▸ **Data for this task**:
★ ★ ★ ★ ★

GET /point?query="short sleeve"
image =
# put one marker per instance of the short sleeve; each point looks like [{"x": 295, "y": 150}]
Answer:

★ ★ ★ ★ ★

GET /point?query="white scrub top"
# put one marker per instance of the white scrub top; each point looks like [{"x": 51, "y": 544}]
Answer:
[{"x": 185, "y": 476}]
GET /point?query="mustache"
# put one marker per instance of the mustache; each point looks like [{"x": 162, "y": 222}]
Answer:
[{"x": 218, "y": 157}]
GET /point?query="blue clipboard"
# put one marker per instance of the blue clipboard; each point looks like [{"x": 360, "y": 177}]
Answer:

★ ★ ★ ★ ★

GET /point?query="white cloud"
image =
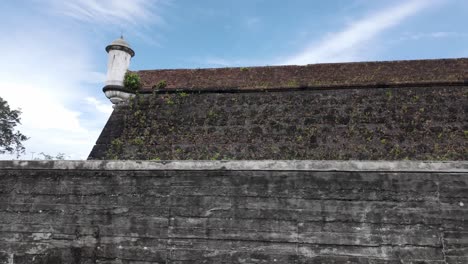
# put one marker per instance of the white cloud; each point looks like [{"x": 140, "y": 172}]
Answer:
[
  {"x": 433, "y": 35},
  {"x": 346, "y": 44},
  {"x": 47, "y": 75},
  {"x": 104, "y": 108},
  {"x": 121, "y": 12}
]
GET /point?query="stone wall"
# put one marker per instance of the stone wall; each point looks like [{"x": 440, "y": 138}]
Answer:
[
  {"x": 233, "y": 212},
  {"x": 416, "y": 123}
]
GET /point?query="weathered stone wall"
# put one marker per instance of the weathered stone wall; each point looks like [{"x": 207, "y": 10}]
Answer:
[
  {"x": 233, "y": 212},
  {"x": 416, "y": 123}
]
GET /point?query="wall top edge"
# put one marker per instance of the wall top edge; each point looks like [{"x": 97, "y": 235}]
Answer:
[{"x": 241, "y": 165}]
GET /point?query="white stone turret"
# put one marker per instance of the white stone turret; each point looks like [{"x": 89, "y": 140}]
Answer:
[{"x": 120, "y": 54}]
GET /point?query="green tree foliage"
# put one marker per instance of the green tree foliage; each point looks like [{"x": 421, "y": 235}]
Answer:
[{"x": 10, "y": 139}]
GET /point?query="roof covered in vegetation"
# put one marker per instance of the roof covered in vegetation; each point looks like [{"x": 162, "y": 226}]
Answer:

★ ★ ★ ★ ★

▸ **Task directions**:
What lines in the listing include the string "vegetation"? Copy them out.

▸ **Output for this task**:
GET /point?query="roof covered in vegetation"
# put one marker per instance of the roof covered in vegetation; each point looks like [{"x": 162, "y": 226}]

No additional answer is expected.